**DOCUMENT SECTION**
Background: Treatment of choking in children has been well studied, but few data are available on the various causes of the choking episodes in the pediatric population.
Objectives: To assess frequency and to stratify etiologies of children less than 5 years of age who had a 911 advanced life support (ALS) ambulance response for airway obstruction.
Methods: A prehospital database was searched and information was collected defining type of obstruction, age of the child, parents' action, paramedic treatment, and incident outcome.
Results: There were 182 patients with airway obstruction under 5 years of age, of whom 99 (55%) were less than 1 year old. Liquid obstructions (i.e., formula, juices) were most common in the youngest children, whereas solid food and nonfood solid obstructions were most prevalent in children over 1 year old. One hundred seven (59%) of these obstructions resolved before paramedic arrival (69% of liquid obstructions, 72% of food, and 36% of nonfood solid objects). Interventions used by parents included bulb suction (3%), finger sweeps (6%), Heimlich maneuver (3%), and back blows (12%). Paramedics used ALS skills in only three cases. After paramedic evaluation, 47% of parents refused transport against medical advice (AMA).
Conclusions: Although most episodes of pediatric airway obstruction will have been resolved by the time of paramedic arrival, age-specific and item-specific treatment skills need to be reinforced with parents and prehospital providers.

**PROMPT 1**
According to the abstract on choking in young children, how many of the obstructions resolved before paramedics arrived?
**PROMPT 2**
Summarize the abstract on choking in young children in two sentences.
The lines that follow have no connection to the abstract.

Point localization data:
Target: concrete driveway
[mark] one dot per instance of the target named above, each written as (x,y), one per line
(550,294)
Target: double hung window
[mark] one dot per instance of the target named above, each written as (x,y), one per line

**TASK RESULT 1**
One hundred seven obstructions (59%) resolved before paramedic arrival.

**TASK RESULT 2**
A prehospital database search found 182 children under 5 with airway obstruction who had a 911 advanced life support ambulance response: liquid obstructions were most common in the youngest children, and solid food and nonfood solids were most prevalent in children over 1 year old. Most episodes (59%) resolved before paramedics arrived, but the authors conclude that age-specific and item-specific treatment skills need to be reinforced with parents and prehospital providers.